* [WHAT TO WORK ON]
Produce a character-for-character copy of the data below.

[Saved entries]
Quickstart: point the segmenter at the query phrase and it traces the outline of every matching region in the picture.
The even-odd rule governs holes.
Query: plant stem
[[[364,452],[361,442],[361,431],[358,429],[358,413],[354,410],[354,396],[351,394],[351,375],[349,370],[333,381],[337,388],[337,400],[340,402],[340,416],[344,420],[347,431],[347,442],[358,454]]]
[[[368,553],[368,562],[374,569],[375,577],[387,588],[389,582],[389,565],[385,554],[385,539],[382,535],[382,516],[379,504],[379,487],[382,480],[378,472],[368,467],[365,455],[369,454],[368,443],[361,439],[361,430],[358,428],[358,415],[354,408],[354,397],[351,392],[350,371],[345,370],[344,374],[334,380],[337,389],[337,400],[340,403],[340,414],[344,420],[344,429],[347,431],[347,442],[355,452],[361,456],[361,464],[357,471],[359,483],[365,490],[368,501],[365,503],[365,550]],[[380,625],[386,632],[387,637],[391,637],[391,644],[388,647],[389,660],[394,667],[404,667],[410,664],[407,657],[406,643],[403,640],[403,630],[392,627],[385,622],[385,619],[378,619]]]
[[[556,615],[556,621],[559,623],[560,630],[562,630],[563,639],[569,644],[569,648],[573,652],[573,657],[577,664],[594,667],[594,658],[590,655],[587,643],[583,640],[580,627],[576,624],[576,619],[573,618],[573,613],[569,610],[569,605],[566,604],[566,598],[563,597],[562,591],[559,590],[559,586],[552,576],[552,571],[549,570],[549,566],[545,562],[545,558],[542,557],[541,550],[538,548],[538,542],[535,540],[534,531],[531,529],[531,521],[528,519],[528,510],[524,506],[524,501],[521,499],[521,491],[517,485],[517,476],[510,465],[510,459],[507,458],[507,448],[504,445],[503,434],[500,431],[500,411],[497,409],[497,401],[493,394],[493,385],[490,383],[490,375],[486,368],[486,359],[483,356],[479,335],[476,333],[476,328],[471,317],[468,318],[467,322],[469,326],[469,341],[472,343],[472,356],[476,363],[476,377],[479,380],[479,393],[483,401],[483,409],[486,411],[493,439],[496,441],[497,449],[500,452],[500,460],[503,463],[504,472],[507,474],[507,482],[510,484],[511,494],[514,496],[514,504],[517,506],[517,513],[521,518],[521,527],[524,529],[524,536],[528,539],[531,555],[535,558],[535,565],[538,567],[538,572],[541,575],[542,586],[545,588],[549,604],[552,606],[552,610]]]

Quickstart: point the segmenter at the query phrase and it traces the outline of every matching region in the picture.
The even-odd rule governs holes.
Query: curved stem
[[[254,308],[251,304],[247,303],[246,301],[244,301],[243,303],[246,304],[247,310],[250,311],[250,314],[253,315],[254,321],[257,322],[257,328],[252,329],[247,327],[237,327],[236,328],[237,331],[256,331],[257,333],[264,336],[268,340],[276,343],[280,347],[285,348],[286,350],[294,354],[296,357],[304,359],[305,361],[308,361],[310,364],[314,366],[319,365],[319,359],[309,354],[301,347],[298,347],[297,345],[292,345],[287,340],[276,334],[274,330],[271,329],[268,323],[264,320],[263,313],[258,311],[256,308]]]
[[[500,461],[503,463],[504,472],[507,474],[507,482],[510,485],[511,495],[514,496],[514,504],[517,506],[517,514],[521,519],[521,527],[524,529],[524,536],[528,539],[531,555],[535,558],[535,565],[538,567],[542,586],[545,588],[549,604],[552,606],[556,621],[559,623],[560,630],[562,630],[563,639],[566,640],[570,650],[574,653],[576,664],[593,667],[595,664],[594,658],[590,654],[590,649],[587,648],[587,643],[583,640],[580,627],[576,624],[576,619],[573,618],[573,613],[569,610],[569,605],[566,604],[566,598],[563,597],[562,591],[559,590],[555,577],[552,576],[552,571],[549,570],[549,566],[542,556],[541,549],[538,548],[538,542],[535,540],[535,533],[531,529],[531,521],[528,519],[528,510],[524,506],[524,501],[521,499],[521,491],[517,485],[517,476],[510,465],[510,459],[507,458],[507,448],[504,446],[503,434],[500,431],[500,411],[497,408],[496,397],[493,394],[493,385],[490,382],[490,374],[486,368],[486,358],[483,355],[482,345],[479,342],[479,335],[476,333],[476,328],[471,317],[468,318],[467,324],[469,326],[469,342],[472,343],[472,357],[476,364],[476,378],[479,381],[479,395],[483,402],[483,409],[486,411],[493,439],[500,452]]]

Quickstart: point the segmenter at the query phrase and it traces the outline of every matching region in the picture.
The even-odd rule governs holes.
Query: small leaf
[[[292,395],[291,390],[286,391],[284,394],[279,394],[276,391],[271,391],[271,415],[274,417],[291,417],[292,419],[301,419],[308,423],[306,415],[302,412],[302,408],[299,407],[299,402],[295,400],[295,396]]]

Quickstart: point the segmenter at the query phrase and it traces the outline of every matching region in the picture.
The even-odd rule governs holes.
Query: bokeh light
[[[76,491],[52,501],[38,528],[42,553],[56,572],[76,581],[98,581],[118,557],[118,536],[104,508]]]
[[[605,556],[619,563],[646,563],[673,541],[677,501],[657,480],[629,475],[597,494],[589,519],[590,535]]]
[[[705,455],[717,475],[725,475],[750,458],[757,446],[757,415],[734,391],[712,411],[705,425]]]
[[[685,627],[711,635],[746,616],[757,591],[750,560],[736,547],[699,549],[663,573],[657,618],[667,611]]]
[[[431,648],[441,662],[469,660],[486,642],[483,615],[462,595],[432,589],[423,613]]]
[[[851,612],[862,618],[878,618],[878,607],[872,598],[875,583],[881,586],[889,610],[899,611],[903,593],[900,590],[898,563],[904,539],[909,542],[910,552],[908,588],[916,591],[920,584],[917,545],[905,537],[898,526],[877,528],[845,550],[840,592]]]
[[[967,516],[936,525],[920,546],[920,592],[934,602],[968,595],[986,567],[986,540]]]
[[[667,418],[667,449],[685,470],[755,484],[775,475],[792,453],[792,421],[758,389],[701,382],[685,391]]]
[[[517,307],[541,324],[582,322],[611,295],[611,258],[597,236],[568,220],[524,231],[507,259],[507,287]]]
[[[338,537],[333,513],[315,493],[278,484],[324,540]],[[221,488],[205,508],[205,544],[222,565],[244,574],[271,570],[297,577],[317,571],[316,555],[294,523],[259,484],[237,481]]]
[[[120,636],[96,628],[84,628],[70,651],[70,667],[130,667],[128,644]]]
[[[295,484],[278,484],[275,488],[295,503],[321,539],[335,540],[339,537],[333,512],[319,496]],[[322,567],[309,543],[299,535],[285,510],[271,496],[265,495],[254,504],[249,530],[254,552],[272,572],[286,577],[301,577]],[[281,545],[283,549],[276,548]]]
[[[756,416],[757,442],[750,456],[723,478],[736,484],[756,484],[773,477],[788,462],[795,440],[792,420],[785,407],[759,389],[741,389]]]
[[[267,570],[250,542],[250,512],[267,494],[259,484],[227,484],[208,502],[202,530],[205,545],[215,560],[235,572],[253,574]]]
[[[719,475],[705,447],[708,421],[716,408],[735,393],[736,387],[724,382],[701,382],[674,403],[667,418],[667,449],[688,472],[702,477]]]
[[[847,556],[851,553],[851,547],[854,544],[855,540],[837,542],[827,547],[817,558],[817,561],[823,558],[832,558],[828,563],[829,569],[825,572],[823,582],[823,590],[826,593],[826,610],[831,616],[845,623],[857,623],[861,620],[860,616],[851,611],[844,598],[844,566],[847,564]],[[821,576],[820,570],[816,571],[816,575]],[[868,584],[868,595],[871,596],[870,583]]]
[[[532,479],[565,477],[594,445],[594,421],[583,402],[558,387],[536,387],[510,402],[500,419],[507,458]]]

* [ANSWER SPACE]
Quickstart: point the segmenter at the query phrase and it traces the outline of every matching region in the picture.
The even-odd rule governs holes.
Query: plant stem
[[[364,452],[361,442],[361,431],[358,429],[358,413],[354,410],[354,396],[351,394],[351,375],[349,370],[333,381],[337,388],[337,400],[340,402],[340,416],[344,420],[347,431],[347,442],[358,454]]]
[[[368,553],[368,562],[374,569],[375,577],[387,588],[389,582],[389,565],[385,554],[385,539],[382,535],[382,516],[379,504],[379,487],[382,480],[378,472],[368,467],[365,455],[369,454],[368,443],[361,439],[361,430],[358,428],[358,415],[354,408],[354,397],[351,392],[350,371],[345,370],[344,374],[334,380],[337,389],[337,400],[340,403],[340,414],[344,420],[344,429],[347,431],[347,442],[355,452],[361,456],[361,464],[357,471],[359,483],[365,490],[368,501],[365,503],[365,550]],[[380,625],[386,632],[387,637],[391,637],[391,644],[388,647],[389,660],[394,667],[404,667],[410,664],[407,657],[406,643],[403,640],[403,630],[392,627],[385,622],[385,619],[378,619]]]
[[[556,615],[556,621],[559,623],[560,630],[562,630],[563,639],[569,644],[569,648],[573,652],[573,657],[577,664],[594,667],[594,658],[590,655],[587,643],[583,640],[580,627],[576,624],[576,619],[573,618],[573,613],[569,610],[569,605],[566,604],[566,598],[563,597],[562,591],[559,590],[559,586],[552,576],[552,571],[549,570],[549,566],[545,562],[545,558],[542,557],[541,550],[538,548],[538,542],[535,540],[534,531],[531,529],[531,521],[528,519],[528,510],[524,506],[524,501],[521,499],[521,491],[517,485],[517,476],[510,465],[510,459],[507,458],[507,448],[504,445],[503,434],[500,431],[500,411],[497,409],[497,401],[493,394],[493,385],[490,383],[490,375],[486,368],[486,359],[483,356],[479,335],[476,333],[476,328],[471,317],[468,318],[467,322],[469,326],[469,341],[472,343],[472,356],[476,363],[476,377],[479,380],[479,393],[483,401],[483,409],[486,411],[493,439],[496,441],[497,449],[500,452],[500,460],[503,463],[504,472],[507,474],[507,482],[510,484],[511,494],[514,496],[514,504],[517,506],[517,513],[521,518],[521,527],[524,529],[524,536],[528,539],[531,555],[535,558],[535,565],[538,567],[538,572],[541,575],[542,586],[545,588],[549,604],[552,606],[552,610]]]

Quickstart: point the segmenter at the query phrase and it traces the outline of every matching region in the picture.
The even-odd rule governs holes.
Query: curved stem
[[[254,308],[251,304],[247,303],[246,301],[244,301],[243,303],[246,304],[247,310],[250,311],[250,314],[253,315],[254,321],[257,322],[257,328],[252,329],[247,327],[237,327],[236,328],[237,331],[256,331],[257,333],[264,336],[268,340],[276,343],[280,347],[285,348],[286,350],[294,354],[296,357],[304,359],[305,361],[308,361],[310,364],[314,366],[319,365],[319,359],[309,354],[301,347],[298,347],[297,345],[292,345],[287,340],[276,334],[274,330],[271,329],[268,323],[264,320],[263,313],[258,311],[256,308]]]
[[[500,461],[503,463],[504,472],[507,474],[507,482],[510,485],[511,495],[514,496],[514,504],[517,506],[517,514],[521,519],[521,527],[524,529],[524,536],[528,539],[531,555],[535,558],[535,565],[538,567],[542,586],[545,588],[549,604],[552,606],[556,621],[559,623],[560,630],[562,630],[563,639],[566,640],[570,650],[574,653],[576,664],[593,667],[595,664],[594,658],[590,654],[590,649],[587,648],[587,643],[583,640],[580,627],[576,624],[576,619],[573,618],[573,613],[569,610],[569,605],[566,604],[566,598],[563,597],[562,591],[559,590],[555,577],[552,576],[552,571],[549,570],[549,566],[542,556],[541,549],[538,548],[538,542],[535,540],[535,533],[531,529],[531,521],[528,519],[528,510],[524,506],[524,501],[521,499],[521,491],[517,485],[517,476],[510,465],[510,459],[507,458],[507,448],[504,446],[503,434],[500,431],[500,411],[497,408],[496,397],[493,394],[493,385],[490,382],[490,374],[486,368],[486,358],[483,355],[482,345],[479,342],[479,335],[476,333],[476,328],[471,317],[468,318],[467,324],[469,326],[469,342],[472,343],[472,357],[476,364],[476,378],[479,381],[479,395],[483,402],[483,409],[486,411],[493,439],[500,452]]]

Quickstart: point the segmenter at the query phrase and it traces the outline of every matching region in the picture.
The even-odd rule governs holes.
Query: small leaf
[[[292,395],[291,390],[286,391],[284,394],[279,394],[276,391],[271,391],[271,415],[274,417],[291,417],[292,419],[301,419],[308,423],[306,415],[302,412],[302,408],[299,407],[299,402],[295,400],[295,396]]]

Quickstart: point the segmenter at the query phrase and it traces the outline of every matching region in the picture.
The even-odd rule governs holes.
Query: bokeh light
[[[76,491],[52,501],[38,528],[42,553],[56,572],[76,581],[98,581],[118,557],[118,536],[104,508]]]
[[[605,556],[619,563],[646,563],[673,541],[677,501],[657,480],[629,475],[597,494],[589,519],[590,535]]]
[[[705,455],[717,475],[725,475],[750,458],[757,446],[757,415],[734,391],[712,411],[705,425]]]
[[[685,627],[711,635],[746,616],[757,591],[750,560],[736,547],[699,549],[663,573],[657,618],[667,611]]]
[[[431,648],[441,662],[469,660],[486,642],[483,615],[462,595],[432,589],[423,613]]]
[[[851,612],[862,618],[878,618],[878,607],[872,598],[875,583],[881,586],[889,610],[899,611],[903,593],[900,590],[898,563],[904,539],[909,542],[910,552],[908,588],[916,591],[920,584],[917,545],[905,537],[898,526],[877,528],[845,550],[840,592]]]
[[[967,516],[936,525],[920,546],[920,592],[934,602],[968,595],[986,567],[986,540]]]
[[[667,418],[667,449],[685,470],[755,484],[775,475],[792,453],[792,421],[758,389],[701,382],[685,391]]]
[[[517,307],[541,324],[582,322],[611,295],[611,258],[597,236],[568,220],[524,231],[507,259],[507,287]]]
[[[338,537],[333,513],[315,493],[278,484],[324,540]],[[221,488],[205,508],[205,544],[222,565],[244,574],[271,570],[297,577],[317,571],[316,555],[294,523],[259,484],[237,481]]]
[[[120,636],[96,628],[84,628],[70,651],[70,667],[130,667],[128,644]]]
[[[295,484],[278,484],[275,488],[295,503],[321,539],[335,540],[339,537],[333,512],[319,496]],[[322,567],[309,543],[299,535],[285,510],[271,496],[265,495],[254,504],[249,530],[254,552],[272,572],[286,577],[301,577]],[[281,545],[283,549],[276,548]]]
[[[756,416],[757,442],[750,456],[723,478],[736,484],[756,484],[773,477],[788,462],[795,440],[792,420],[785,407],[759,389],[741,389]]]
[[[267,570],[250,542],[250,512],[267,494],[259,484],[227,484],[208,502],[202,530],[205,545],[215,560],[235,572],[253,574]]]
[[[719,475],[705,447],[708,421],[716,408],[735,393],[736,387],[724,382],[701,382],[674,403],[667,418],[667,449],[688,472],[702,477]]]
[[[847,556],[851,553],[851,547],[854,544],[855,540],[837,542],[827,547],[817,558],[817,561],[823,558],[832,558],[828,563],[829,569],[825,572],[823,582],[823,590],[826,593],[826,610],[831,616],[845,623],[857,623],[861,620],[860,616],[851,611],[844,598],[844,566],[847,564]],[[821,576],[820,570],[816,571],[816,575]],[[868,584],[868,595],[871,596],[870,583]]]
[[[532,479],[565,477],[594,445],[594,421],[583,402],[558,387],[536,387],[510,402],[500,419],[507,458]]]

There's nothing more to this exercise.